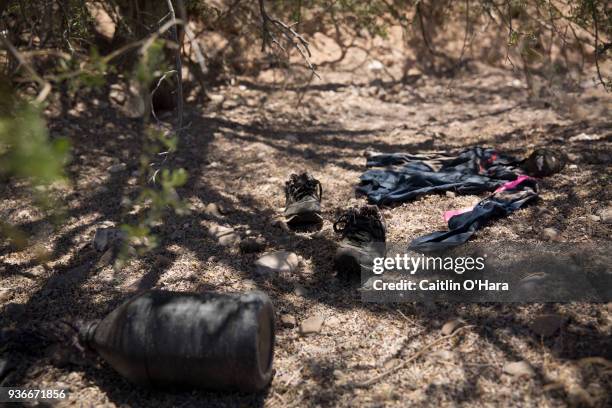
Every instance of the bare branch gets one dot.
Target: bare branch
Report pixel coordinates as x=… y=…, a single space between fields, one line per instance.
x=298 y=42
x=179 y=69
x=44 y=84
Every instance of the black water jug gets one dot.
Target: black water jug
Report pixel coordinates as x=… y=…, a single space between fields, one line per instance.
x=204 y=340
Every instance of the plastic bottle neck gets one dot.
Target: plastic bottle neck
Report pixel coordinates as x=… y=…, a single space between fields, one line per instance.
x=87 y=332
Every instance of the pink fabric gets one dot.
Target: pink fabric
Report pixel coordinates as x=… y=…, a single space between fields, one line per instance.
x=512 y=184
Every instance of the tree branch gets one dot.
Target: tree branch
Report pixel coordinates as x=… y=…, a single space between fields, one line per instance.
x=293 y=37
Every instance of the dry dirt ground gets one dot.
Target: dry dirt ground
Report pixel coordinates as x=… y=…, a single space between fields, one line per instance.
x=239 y=149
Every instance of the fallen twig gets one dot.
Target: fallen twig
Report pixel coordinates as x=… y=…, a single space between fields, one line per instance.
x=292 y=36
x=44 y=84
x=404 y=363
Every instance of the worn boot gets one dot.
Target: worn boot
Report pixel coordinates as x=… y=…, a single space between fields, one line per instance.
x=363 y=239
x=303 y=200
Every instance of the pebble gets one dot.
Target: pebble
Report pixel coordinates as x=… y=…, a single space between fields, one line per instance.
x=281 y=224
x=551 y=234
x=606 y=215
x=547 y=325
x=214 y=210
x=300 y=291
x=452 y=325
x=312 y=325
x=105 y=238
x=116 y=168
x=106 y=258
x=277 y=262
x=519 y=369
x=225 y=236
x=249 y=245
x=443 y=355
x=288 y=321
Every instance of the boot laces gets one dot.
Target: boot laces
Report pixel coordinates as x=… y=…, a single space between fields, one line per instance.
x=304 y=185
x=360 y=225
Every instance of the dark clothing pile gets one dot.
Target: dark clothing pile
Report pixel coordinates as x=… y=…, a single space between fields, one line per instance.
x=475 y=170
x=472 y=171
x=463 y=225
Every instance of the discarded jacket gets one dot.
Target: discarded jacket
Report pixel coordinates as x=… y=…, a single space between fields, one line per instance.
x=472 y=171
x=463 y=224
x=186 y=340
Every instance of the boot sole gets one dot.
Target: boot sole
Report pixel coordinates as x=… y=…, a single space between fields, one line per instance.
x=304 y=218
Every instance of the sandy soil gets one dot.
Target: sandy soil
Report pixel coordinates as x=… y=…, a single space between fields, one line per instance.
x=239 y=150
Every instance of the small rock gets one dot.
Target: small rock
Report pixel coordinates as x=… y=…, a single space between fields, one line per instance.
x=163 y=261
x=281 y=224
x=519 y=369
x=452 y=325
x=375 y=65
x=277 y=262
x=105 y=238
x=288 y=321
x=216 y=99
x=116 y=168
x=60 y=355
x=547 y=325
x=312 y=325
x=392 y=362
x=106 y=259
x=551 y=234
x=443 y=355
x=606 y=215
x=225 y=236
x=104 y=24
x=214 y=210
x=579 y=397
x=300 y=291
x=252 y=244
x=5 y=367
x=332 y=322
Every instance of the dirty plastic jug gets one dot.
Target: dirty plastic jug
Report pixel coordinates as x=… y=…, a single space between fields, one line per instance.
x=206 y=340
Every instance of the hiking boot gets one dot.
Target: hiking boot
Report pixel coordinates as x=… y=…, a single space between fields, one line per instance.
x=363 y=239
x=544 y=163
x=303 y=200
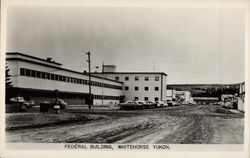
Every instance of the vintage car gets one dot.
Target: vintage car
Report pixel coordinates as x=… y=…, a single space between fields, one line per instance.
x=150 y=104
x=132 y=105
x=23 y=102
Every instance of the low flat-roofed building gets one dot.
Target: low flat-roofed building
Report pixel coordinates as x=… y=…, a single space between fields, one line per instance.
x=37 y=79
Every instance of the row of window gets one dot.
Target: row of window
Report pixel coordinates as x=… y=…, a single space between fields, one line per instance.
x=145 y=88
x=104 y=97
x=146 y=98
x=56 y=77
x=146 y=78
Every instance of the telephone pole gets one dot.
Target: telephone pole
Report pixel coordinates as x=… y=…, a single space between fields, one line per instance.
x=90 y=96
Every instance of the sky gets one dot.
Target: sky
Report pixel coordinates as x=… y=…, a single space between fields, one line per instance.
x=191 y=45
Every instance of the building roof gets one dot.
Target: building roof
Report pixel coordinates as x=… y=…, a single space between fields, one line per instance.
x=29 y=56
x=131 y=73
x=60 y=68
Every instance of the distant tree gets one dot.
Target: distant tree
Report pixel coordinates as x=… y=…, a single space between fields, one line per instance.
x=8 y=82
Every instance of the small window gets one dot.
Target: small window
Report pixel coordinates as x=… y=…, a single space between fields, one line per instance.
x=52 y=76
x=43 y=75
x=136 y=78
x=126 y=78
x=156 y=99
x=33 y=73
x=22 y=72
x=60 y=78
x=56 y=77
x=157 y=78
x=27 y=72
x=48 y=76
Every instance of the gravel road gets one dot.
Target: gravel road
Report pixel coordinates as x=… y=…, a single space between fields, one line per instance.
x=185 y=124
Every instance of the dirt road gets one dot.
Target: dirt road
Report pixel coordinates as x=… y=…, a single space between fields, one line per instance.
x=188 y=124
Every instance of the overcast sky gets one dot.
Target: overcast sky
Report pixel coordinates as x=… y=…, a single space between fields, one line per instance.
x=191 y=45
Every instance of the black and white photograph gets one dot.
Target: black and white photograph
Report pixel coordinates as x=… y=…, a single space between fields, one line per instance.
x=125 y=77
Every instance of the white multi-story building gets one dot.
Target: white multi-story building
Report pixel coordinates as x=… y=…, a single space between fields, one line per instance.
x=171 y=93
x=37 y=79
x=139 y=85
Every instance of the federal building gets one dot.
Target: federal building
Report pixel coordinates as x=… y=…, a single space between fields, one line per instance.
x=39 y=79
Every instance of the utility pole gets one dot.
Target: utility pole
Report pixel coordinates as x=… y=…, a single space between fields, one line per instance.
x=102 y=80
x=89 y=61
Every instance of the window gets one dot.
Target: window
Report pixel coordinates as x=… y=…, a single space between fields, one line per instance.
x=52 y=76
x=156 y=99
x=48 y=76
x=43 y=74
x=136 y=78
x=117 y=78
x=27 y=72
x=33 y=73
x=157 y=78
x=126 y=78
x=38 y=74
x=156 y=88
x=56 y=77
x=22 y=72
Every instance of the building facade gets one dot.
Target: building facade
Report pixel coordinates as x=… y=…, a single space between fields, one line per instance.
x=171 y=94
x=150 y=86
x=37 y=79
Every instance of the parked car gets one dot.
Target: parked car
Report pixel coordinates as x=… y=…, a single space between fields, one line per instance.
x=151 y=104
x=61 y=103
x=170 y=102
x=21 y=100
x=160 y=103
x=132 y=105
x=165 y=103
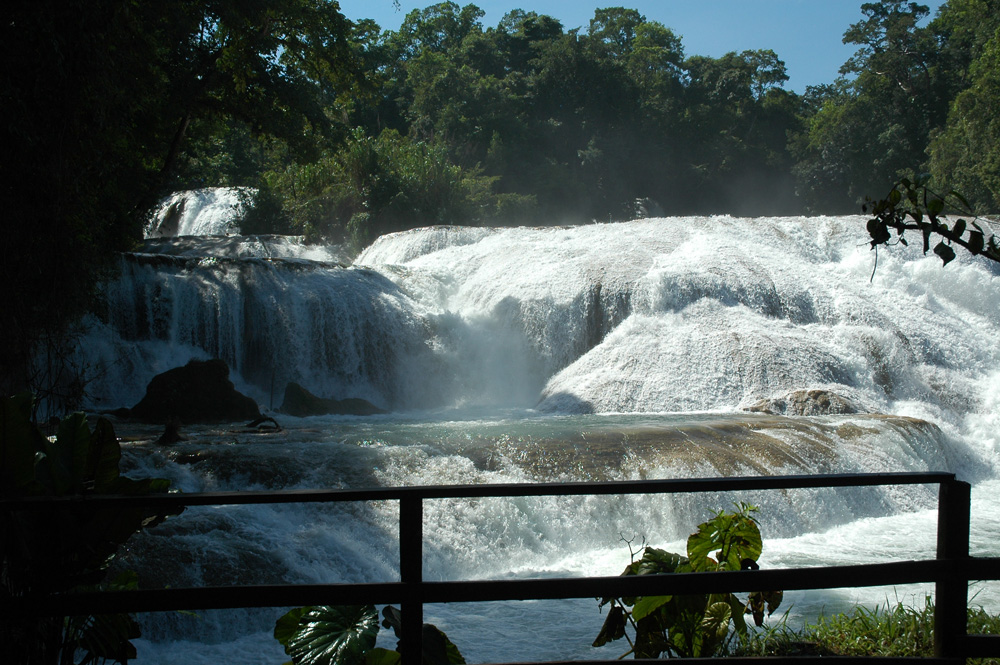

....

[WHAT TO DO] Locate every line of the records above that contains the word "rock", and copy each of those lines.

[PROBLEM SOLUTION]
Every instance of the small rock gets one dot.
Target: small rock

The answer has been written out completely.